= Referring expression data =
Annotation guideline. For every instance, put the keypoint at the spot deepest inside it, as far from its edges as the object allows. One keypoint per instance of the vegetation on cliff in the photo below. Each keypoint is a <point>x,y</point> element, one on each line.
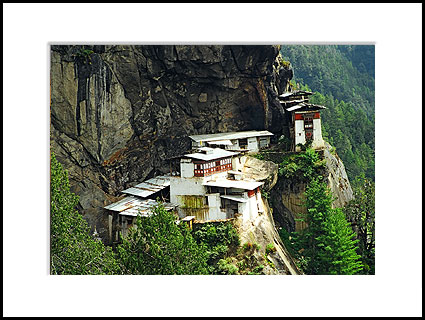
<point>157,245</point>
<point>342,78</point>
<point>327,245</point>
<point>72,249</point>
<point>361,213</point>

= Exercise prompt =
Restate all of the data word for word and include no pictures.

= Response =
Annotation guideline. For every instance, put the keypoint at the spot deepest inside it, as far from its edges as the object allows. One keypoint per instance of the vegetation on cliff in the photo below. Each keypoint is a <point>x,y</point> element, one on each line.
<point>157,245</point>
<point>342,78</point>
<point>327,245</point>
<point>72,249</point>
<point>361,213</point>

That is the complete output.